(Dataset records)
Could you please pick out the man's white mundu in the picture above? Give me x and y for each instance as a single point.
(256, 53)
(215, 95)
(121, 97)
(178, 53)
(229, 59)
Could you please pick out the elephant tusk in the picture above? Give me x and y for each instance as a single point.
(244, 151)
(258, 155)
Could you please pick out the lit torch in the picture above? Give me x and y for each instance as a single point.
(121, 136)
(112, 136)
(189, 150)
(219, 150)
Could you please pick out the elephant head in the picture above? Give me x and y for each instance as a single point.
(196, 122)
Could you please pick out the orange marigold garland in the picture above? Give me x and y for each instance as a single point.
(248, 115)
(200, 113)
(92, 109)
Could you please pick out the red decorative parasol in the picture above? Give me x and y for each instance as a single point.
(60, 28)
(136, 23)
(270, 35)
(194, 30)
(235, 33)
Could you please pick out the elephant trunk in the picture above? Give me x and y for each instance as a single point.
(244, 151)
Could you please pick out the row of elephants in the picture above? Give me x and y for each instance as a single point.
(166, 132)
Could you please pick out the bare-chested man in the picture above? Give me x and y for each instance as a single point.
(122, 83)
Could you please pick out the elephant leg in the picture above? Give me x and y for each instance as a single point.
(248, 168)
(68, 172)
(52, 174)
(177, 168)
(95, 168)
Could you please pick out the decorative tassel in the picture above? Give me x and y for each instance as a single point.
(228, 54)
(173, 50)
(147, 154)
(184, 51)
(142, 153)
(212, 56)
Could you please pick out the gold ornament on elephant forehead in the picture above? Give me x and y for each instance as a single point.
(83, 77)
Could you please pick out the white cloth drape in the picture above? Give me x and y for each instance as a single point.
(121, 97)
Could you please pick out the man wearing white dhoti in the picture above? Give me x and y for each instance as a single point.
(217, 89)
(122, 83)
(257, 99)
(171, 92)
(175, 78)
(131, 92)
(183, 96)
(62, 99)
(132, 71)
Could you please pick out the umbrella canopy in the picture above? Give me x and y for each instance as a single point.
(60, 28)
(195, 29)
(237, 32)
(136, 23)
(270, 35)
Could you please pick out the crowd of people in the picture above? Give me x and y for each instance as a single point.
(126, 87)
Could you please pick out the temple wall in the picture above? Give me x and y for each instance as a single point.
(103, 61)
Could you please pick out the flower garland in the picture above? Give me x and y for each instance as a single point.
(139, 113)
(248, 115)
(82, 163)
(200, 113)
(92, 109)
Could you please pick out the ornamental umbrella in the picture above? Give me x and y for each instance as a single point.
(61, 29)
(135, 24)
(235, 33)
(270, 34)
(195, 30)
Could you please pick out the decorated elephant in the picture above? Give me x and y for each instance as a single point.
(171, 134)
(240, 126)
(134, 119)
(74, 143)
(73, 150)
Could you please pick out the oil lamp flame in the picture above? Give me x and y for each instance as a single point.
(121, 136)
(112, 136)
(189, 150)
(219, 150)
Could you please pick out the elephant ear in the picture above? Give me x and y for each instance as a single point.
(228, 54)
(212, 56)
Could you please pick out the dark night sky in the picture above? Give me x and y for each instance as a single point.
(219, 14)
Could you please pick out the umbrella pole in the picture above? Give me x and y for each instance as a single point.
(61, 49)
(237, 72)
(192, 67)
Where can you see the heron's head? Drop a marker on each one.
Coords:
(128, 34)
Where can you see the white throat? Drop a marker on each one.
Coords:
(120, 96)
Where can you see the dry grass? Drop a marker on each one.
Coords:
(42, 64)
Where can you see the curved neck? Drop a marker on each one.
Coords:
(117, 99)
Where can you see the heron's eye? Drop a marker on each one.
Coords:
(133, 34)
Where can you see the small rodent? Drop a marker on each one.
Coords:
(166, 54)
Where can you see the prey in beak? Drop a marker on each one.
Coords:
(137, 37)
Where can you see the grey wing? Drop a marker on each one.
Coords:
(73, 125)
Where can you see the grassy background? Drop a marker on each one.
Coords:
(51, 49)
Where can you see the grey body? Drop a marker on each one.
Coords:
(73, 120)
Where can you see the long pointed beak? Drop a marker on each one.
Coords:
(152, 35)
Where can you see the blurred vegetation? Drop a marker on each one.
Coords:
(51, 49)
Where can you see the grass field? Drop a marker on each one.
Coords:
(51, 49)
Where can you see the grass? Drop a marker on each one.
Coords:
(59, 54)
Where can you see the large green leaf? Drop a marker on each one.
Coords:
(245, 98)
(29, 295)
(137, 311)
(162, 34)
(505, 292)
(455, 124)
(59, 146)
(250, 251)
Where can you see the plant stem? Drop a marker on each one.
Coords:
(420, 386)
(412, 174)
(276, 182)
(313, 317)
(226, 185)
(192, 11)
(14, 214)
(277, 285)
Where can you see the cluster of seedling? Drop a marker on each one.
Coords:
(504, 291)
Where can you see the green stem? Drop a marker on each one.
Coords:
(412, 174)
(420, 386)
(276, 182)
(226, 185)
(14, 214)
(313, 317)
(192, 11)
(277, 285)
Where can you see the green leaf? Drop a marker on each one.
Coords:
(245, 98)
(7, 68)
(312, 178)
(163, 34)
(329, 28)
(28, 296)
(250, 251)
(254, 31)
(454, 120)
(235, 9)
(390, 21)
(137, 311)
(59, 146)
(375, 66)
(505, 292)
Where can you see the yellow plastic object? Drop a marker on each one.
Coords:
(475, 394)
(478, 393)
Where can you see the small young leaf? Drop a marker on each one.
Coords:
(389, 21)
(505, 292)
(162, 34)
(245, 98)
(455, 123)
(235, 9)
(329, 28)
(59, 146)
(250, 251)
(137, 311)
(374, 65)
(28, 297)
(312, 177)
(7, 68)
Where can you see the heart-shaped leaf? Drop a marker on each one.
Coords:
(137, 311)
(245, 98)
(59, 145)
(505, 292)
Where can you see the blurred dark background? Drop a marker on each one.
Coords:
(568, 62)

What to produce:
Output only an exact transcription of the lines above from the one with "Where can you see the grass?" up to and including the one with "Where can you see the small young".

Your response:
Where can you see the grass? Drop a marker on each one.
Coords:
(59, 54)
Where can you see the large green leaf? Drop a marker on each one.
Coords:
(245, 98)
(29, 295)
(137, 311)
(162, 34)
(505, 292)
(455, 124)
(59, 146)
(250, 251)
Where can you see the plant stem? Drop a marker on each one.
Coords:
(420, 386)
(412, 174)
(276, 182)
(313, 317)
(226, 185)
(192, 11)
(14, 214)
(277, 285)
Where can you see the cluster of seedling? Drop a marker on each one.
Coords:
(504, 291)
Where can you see the green stem? Drop a marker on each one.
Coords:
(412, 174)
(420, 386)
(276, 182)
(226, 185)
(14, 214)
(313, 317)
(192, 11)
(277, 285)
Where can you see the green leaf? Drop a marker on each one.
Coords:
(245, 98)
(7, 68)
(312, 178)
(163, 34)
(329, 28)
(28, 296)
(250, 251)
(254, 31)
(454, 120)
(235, 9)
(390, 21)
(137, 311)
(59, 146)
(375, 66)
(505, 292)
Where can you see the yellow plastic object? Drop a marker on each one.
Coords:
(475, 394)
(478, 393)
Where can you see the small young leaf? Drop a marker on each one.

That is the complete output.